SET EXERCISE >>
Exactly as written, retype the lines that run from the line holding "Query: brick building" through the end of the records below. Do not include pictures.

Excerpts from point annotation data >>
** begin **
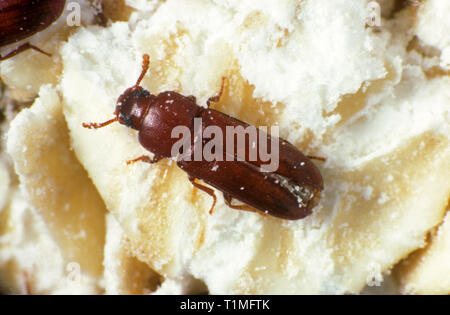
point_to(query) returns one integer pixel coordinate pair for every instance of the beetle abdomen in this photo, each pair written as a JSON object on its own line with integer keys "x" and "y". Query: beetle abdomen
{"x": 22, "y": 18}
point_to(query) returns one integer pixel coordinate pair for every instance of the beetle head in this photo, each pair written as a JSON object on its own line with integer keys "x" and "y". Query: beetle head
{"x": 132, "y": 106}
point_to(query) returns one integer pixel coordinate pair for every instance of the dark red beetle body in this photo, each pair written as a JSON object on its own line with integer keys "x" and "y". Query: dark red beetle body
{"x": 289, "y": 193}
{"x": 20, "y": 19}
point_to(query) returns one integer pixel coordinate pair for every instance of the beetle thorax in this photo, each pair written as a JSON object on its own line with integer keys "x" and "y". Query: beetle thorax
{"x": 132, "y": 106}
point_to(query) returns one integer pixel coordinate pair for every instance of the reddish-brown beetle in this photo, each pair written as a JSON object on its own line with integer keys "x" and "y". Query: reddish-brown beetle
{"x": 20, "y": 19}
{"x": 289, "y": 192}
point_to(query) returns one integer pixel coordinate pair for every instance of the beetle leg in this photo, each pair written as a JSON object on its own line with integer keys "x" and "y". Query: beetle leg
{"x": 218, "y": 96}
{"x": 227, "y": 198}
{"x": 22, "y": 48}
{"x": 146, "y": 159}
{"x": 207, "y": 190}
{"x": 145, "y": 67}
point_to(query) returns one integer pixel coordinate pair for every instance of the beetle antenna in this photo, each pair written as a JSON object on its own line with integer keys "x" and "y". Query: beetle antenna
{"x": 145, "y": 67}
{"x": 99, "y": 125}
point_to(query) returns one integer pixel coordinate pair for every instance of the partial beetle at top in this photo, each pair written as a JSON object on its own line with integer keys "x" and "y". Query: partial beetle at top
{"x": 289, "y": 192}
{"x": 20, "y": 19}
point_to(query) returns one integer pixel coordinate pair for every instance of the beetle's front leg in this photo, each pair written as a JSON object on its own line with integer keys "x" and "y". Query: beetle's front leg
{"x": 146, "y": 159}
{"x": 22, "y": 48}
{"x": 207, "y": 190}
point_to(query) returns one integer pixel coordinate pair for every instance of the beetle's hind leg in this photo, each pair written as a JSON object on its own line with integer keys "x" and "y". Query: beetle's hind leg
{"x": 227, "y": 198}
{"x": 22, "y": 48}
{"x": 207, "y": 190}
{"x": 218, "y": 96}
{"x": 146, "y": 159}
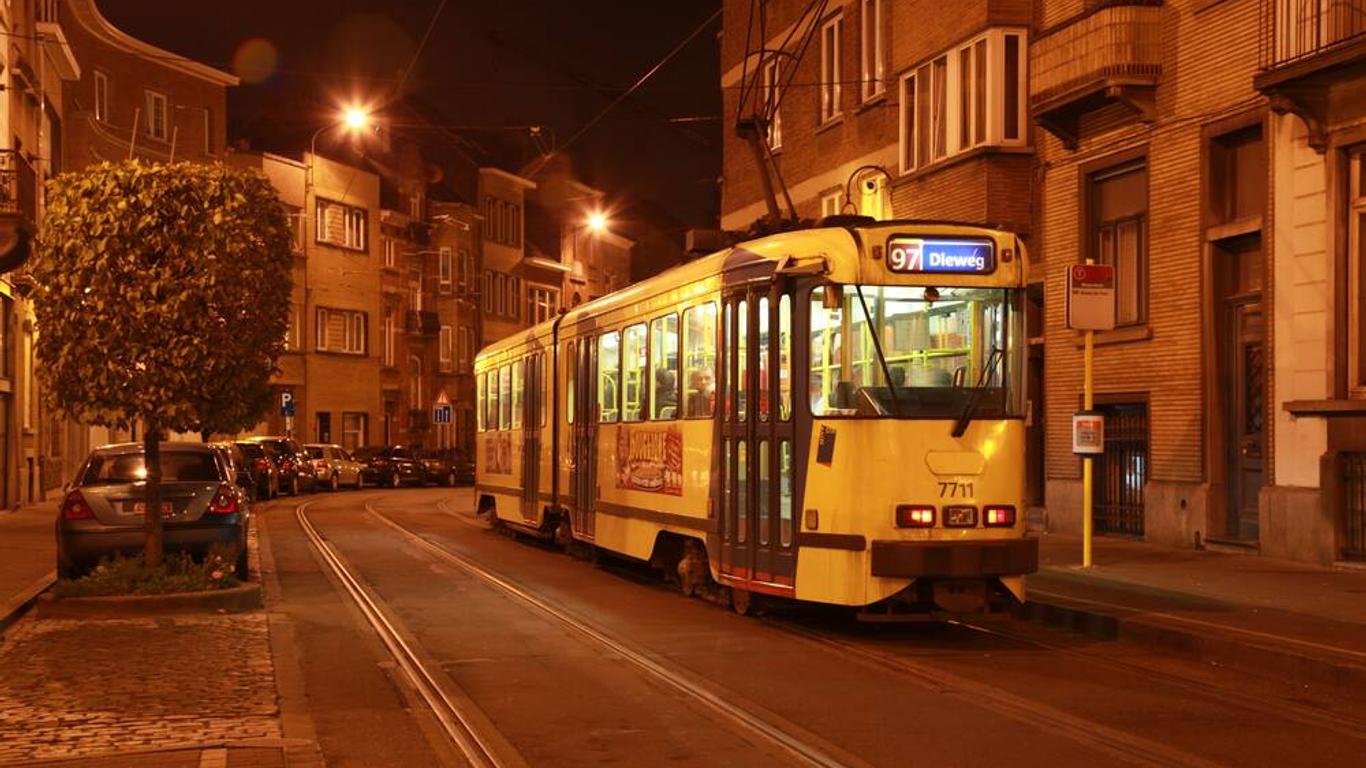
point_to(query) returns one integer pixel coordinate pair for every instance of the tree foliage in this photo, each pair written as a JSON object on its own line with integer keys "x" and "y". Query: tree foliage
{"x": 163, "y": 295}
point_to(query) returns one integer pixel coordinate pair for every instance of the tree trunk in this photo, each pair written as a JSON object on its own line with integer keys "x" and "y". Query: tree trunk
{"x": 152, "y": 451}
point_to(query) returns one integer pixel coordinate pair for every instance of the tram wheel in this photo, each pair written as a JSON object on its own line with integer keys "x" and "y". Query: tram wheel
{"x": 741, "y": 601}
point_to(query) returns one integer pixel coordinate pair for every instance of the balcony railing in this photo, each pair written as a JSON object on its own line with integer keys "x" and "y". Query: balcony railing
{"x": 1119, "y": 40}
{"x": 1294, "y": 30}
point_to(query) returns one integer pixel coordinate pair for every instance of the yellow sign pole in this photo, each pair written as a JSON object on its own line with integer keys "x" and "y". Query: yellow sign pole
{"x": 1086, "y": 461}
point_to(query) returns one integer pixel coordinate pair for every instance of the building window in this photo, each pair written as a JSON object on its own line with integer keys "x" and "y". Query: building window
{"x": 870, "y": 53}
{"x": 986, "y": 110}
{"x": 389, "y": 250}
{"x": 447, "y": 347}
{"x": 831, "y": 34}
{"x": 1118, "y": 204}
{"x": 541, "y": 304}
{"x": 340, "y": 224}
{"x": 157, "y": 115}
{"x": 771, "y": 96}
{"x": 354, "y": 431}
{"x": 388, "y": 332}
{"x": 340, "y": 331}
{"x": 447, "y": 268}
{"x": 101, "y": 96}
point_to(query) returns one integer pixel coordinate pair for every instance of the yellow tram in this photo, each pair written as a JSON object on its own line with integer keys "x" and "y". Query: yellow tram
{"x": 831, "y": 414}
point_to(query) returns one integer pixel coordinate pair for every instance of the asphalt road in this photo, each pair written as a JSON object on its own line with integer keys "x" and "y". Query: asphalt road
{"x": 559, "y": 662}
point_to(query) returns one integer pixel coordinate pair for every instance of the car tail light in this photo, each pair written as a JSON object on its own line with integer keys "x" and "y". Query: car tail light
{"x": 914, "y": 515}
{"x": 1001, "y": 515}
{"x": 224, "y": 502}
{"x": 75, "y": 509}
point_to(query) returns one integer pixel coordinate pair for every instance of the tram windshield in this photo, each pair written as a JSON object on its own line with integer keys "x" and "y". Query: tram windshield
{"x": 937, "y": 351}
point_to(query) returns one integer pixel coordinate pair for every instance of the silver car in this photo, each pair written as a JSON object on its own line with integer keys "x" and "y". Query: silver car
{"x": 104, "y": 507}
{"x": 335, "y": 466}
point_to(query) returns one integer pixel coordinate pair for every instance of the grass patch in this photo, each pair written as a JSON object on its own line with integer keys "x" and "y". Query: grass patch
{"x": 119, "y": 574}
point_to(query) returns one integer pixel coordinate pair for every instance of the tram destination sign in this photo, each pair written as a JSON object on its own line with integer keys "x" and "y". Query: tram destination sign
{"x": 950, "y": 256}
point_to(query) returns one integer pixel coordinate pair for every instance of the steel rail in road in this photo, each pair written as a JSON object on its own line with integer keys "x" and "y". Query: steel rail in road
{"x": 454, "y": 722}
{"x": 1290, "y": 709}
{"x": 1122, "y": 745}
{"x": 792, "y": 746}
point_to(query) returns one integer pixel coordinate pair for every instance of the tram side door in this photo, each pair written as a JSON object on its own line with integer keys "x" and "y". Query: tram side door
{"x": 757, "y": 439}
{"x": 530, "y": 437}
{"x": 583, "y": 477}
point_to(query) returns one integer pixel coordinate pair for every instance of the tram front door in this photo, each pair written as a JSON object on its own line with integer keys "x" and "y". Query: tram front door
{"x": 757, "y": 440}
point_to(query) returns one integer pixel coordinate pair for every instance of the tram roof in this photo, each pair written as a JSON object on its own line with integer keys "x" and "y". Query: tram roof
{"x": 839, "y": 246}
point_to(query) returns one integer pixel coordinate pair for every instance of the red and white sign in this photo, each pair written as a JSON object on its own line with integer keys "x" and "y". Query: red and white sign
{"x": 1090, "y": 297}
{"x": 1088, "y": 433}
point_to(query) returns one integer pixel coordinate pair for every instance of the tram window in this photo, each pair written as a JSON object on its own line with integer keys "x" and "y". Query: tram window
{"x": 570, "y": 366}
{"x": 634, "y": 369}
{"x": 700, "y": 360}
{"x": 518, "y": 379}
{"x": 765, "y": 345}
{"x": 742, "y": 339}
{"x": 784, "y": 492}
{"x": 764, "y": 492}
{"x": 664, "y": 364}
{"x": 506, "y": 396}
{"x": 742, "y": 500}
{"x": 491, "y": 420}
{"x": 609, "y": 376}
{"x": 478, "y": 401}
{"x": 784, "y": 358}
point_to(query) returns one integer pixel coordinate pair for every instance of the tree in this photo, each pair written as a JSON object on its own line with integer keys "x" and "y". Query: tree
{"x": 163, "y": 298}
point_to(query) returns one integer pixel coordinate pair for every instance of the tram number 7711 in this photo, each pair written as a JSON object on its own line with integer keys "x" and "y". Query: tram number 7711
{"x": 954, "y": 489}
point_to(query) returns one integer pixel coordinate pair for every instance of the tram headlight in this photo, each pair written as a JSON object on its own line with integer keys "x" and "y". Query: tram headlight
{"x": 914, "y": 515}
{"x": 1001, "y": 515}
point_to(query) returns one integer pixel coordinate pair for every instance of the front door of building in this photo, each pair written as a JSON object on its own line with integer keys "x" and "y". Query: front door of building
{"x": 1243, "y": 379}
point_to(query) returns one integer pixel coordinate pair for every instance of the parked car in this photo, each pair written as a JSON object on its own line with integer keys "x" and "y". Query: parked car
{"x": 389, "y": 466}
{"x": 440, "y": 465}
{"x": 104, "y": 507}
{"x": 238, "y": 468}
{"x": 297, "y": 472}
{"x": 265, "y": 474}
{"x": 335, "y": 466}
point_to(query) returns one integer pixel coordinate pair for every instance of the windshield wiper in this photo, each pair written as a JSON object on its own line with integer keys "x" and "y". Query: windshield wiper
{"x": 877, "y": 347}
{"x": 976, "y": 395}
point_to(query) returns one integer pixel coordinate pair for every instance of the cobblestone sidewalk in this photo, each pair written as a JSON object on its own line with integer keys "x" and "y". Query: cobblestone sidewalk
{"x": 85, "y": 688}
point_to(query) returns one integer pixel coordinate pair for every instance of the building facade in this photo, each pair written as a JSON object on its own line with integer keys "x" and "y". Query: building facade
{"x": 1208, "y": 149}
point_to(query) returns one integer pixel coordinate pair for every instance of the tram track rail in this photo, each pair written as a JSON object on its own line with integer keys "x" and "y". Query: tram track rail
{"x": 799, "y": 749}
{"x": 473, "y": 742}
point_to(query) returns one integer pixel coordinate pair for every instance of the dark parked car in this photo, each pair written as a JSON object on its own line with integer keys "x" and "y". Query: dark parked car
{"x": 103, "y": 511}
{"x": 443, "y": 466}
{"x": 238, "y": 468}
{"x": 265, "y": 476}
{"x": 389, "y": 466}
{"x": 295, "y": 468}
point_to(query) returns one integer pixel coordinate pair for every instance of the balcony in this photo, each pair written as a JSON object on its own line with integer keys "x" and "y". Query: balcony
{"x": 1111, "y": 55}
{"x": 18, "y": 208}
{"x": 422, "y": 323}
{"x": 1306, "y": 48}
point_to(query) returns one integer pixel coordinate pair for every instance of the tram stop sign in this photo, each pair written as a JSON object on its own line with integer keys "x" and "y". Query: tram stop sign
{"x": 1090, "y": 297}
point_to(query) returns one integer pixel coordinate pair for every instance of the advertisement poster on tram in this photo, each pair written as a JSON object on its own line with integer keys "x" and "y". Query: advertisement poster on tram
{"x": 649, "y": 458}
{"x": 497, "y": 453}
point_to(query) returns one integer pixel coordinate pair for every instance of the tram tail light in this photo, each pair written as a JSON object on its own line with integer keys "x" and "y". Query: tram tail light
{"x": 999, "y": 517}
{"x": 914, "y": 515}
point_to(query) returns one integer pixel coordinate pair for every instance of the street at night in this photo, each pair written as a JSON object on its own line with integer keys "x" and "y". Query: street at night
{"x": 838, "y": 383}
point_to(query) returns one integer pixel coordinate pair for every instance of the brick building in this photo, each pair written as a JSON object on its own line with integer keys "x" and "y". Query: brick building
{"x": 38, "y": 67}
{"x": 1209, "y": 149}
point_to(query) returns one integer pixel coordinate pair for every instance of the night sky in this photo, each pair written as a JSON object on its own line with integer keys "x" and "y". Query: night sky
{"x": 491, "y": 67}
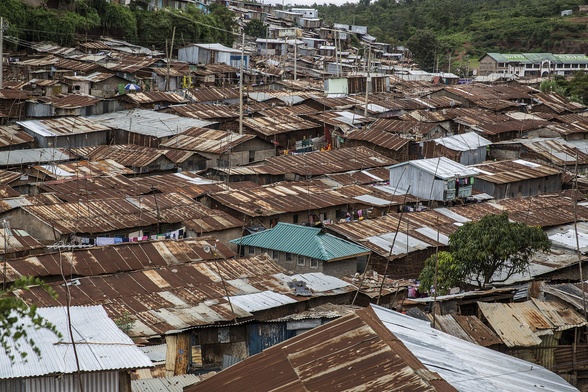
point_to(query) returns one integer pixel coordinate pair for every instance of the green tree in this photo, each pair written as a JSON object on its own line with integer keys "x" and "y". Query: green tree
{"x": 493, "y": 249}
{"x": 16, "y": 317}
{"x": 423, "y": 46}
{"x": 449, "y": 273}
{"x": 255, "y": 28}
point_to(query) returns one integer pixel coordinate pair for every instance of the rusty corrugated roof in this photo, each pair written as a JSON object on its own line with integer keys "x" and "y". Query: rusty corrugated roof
** end **
TASK SOLUTION >>
point_to(query) returns one integer pixel coordinate pair for every instance of the brick building in this photo, each pair written as a JSON object on its own line with integer keys "x" and "y". Query: brick building
{"x": 38, "y": 67}
{"x": 1209, "y": 149}
point_to(query) returns one integer pixel coordinate pair for every instance of the night sky in this photo, each pair written as a JSON object on its own line with integer keys "x" and "y". Query: night sky
{"x": 491, "y": 67}
point_to(query) returns one integer pixel coordinate pair for every instance of the green tree in this photo, each pair written as a JSON object on its own line with integer keys "x" and "y". Query: green tree
{"x": 493, "y": 249}
{"x": 16, "y": 317}
{"x": 423, "y": 46}
{"x": 449, "y": 273}
{"x": 255, "y": 28}
point_to(query) returns one integer pixel coordinate pair for every instance of the rusty corrugated roof in this photo, each pair written as a JSON object on its own line with integer keys "x" and "y". Query: rusty corrugated roof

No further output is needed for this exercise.